*Passage shown:*
□ □ □ □ □
JTP-3 Hydra is a finetune of the SigLIP2 image classifier with a custom classifier head, designed to predict 7,504 popular tags from [e621](https://e621.net).

A public demo of the model is available here: https://huggingface.co/spaces/RedRocket/JTP-3-Demo

Jump to section:<br>
[Downloading](#downloading)<br>
[Easy Windows Installation and Usage](#easy-windows-installation-and-usage)<br>
[Advanced Windows Installation and Usage](#advanced-windows-installation-and-usage)<br>
[Linux Installation and Usage](#linux-installation-and-usage)<br>
[Using inference.py/inference.bat](#using-inferencepy-or-inferencebat)<br>
[Usage Notes](#usage-notes)<br>
[Calibration](#using-calibratebat-or-easy-mode-calibration)<br>
[Using Extensions](#using-extensions)<br>
[Training Extensions](#training-extensions)<br>
[Technical Notes](#technical-notes)<br>
[Credits / Citations](#credits)

## Downloading
If you have Git+LFS installed, download the repository using ``git clone https://huggingface.co/RedRocket/JTP-3``.

If you are unable to do this, manually download all the `.py` files, `requirements.txt`, `models/jtp-3-hydra.safetensors`, and `data/jtp-3-hydra-tags.csv`.<br>
If you are on Windows, also download the `.bat` files and follow the instructions below for easy installation.<br>
If you want to run calibration, you also need `data/jtp-3-hydra-val.csv`.

## Easy Windows Installation and Usage
For Windows, ensure you have at least Python 3.11 [installed](https://www.python.org/downloads/windows/) and available on your path.
If you are unsure about your version of Python, you can run `easy.bat` and it will let you know.

**For Windows, double-click ``easy.bat`` to run easy mode.**
Easy mode walks you through all the commands.
□ □ □ □ □
*Data segment:*
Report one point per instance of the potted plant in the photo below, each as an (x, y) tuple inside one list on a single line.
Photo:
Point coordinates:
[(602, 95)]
□ □ □ □ □
*What the exercise asks:* Pick up the JTP-3 Hydra guide above at its final sentence and continue it.

*Answer:*
When easy mode asks you for a file or folder, you can drag and drop it onto the easy mode window and press enter, copy and paste the path, or type it yourself.

## Advanced Windows Installation and Usage
Double-click ``install.bat`` to run installation, which will create a virtual environment for all the requirements and install them.
You can check your version of Python by opening a command prompt and typing ``python -V``.

You can run the WebUI by double clicking ``app.bat`` and navigating your browser to the URL it shows. The link is not shared publicly.

On the command line, you can use ``inference.bat`` to do bulk operations such as tagging entire directories. Run ``inference.bat --help`` for help using the command line.
If you provide a path to a file or directory, it will write ``.txt`` caption files beside each image using the default threshold of ``0.5``.

Instead of using a fixed threshold, you can run the calibration wizard with ``calibrate.bat``.

## Linux Installation and Usage

If your OS Python install is not 3.11 or above, install a more recent version of Python according to your distribution's instructions and use that ``python`` to create the venv.
You can check your version of python with ``python -V``.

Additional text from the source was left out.